WORK INSTRUCTIONS: Would you write out all of the records below again, word for word and without any changes?

(Raw records)
--

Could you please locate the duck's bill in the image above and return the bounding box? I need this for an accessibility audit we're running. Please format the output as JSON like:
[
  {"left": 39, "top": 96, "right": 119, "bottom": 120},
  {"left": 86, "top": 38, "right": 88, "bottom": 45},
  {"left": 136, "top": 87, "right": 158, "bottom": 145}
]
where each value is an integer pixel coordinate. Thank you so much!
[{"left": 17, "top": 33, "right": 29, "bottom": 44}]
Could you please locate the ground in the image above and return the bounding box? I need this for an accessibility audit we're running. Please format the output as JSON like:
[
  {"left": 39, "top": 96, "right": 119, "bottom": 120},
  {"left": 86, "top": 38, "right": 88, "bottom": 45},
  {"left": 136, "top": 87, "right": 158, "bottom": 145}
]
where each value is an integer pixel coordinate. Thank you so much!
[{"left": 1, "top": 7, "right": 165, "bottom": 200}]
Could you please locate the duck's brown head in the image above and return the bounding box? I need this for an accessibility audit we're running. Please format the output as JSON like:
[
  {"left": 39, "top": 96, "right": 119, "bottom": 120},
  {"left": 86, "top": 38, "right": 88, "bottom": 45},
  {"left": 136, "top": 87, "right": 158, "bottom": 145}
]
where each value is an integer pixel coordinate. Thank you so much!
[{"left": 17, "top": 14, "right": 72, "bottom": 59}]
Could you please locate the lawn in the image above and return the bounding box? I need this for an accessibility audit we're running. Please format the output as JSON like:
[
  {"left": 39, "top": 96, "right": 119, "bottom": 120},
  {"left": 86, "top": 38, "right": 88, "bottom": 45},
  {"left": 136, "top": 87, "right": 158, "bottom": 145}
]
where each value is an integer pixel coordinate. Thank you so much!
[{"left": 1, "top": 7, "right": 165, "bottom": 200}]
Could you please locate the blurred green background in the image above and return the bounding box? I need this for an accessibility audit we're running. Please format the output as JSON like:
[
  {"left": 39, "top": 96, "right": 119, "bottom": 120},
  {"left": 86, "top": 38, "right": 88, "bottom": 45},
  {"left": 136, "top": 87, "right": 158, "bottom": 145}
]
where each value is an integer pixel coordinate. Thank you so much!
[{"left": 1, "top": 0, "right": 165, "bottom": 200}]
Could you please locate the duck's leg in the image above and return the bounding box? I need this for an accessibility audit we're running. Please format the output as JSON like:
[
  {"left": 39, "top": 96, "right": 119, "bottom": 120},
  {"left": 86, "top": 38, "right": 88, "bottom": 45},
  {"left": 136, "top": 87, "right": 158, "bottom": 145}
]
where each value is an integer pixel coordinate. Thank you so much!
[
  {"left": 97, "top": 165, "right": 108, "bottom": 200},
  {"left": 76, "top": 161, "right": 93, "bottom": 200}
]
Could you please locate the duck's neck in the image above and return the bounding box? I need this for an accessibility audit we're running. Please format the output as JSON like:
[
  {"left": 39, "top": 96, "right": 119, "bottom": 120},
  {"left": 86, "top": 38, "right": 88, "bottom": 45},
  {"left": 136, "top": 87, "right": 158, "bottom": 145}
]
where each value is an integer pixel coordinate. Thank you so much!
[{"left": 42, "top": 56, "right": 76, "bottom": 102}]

--

RESPONSE TO THE EXERCISE:
Could you please locate the duck's bill in the image above and return the bounding box? I need this for an accessibility audit we're running. Please format the output as JSON like:
[
  {"left": 39, "top": 96, "right": 119, "bottom": 120},
  {"left": 86, "top": 38, "right": 88, "bottom": 45},
  {"left": 136, "top": 87, "right": 158, "bottom": 145}
]
where each value is an integer pixel coordinate. Thank you so much!
[{"left": 17, "top": 33, "right": 29, "bottom": 44}]
Could you please locate the ground in the image above and return the bounding box? I need this for an accessibility audit we're running. Please format the output as JSON like:
[
  {"left": 39, "top": 96, "right": 119, "bottom": 120},
  {"left": 86, "top": 38, "right": 88, "bottom": 45},
  {"left": 136, "top": 87, "right": 158, "bottom": 145}
]
where each value is an integer pixel coordinate. Thank you so much!
[{"left": 1, "top": 7, "right": 165, "bottom": 200}]
Could you please locate the duck's brown head in the image above and return the bounding box? I need this for an accessibility audit we're running. Please format the output as JSON like:
[
  {"left": 39, "top": 96, "right": 119, "bottom": 120},
  {"left": 86, "top": 38, "right": 88, "bottom": 45},
  {"left": 136, "top": 87, "right": 158, "bottom": 145}
]
where each value is an integer pixel coordinate. Thank you so much!
[{"left": 17, "top": 14, "right": 72, "bottom": 59}]
Could you please locate the lawn in the image above and return the bounding box? I need this for an accessibility audit we're running. Please format the output as JSON like:
[
  {"left": 39, "top": 96, "right": 119, "bottom": 120},
  {"left": 86, "top": 38, "right": 88, "bottom": 45},
  {"left": 136, "top": 87, "right": 158, "bottom": 145}
]
where each value is an integer pixel coordinate. Thank you so much!
[{"left": 1, "top": 7, "right": 165, "bottom": 200}]
Could you please locate the blurred green background in the image above and return the bounding box? I need this for an accessibility audit we're running. Please format the output as JSON like:
[
  {"left": 39, "top": 96, "right": 119, "bottom": 120},
  {"left": 86, "top": 38, "right": 88, "bottom": 45},
  {"left": 136, "top": 87, "right": 158, "bottom": 145}
]
where each value is an integer pixel coordinate. Thank you so much!
[{"left": 1, "top": 0, "right": 165, "bottom": 200}]
Could you please locate the duck's leg in the image above and return the bounding box? I need this for an accessibility audit we're running. Please format the output as JSON like:
[
  {"left": 39, "top": 96, "right": 119, "bottom": 120},
  {"left": 86, "top": 38, "right": 88, "bottom": 45},
  {"left": 136, "top": 87, "right": 158, "bottom": 145}
]
where each value is an integer pixel coordinate. Thank you so much!
[
  {"left": 97, "top": 165, "right": 108, "bottom": 200},
  {"left": 76, "top": 161, "right": 93, "bottom": 200}
]
Could you please locate the duck's neck in the image above and return the bounding box? I need this for an accessibility audit we're running. Please format the output as JSON like:
[
  {"left": 39, "top": 96, "right": 119, "bottom": 120},
  {"left": 86, "top": 38, "right": 88, "bottom": 45},
  {"left": 136, "top": 87, "right": 158, "bottom": 145}
]
where each value is an integer pixel coordinate. Thank you so much!
[{"left": 42, "top": 56, "right": 76, "bottom": 102}]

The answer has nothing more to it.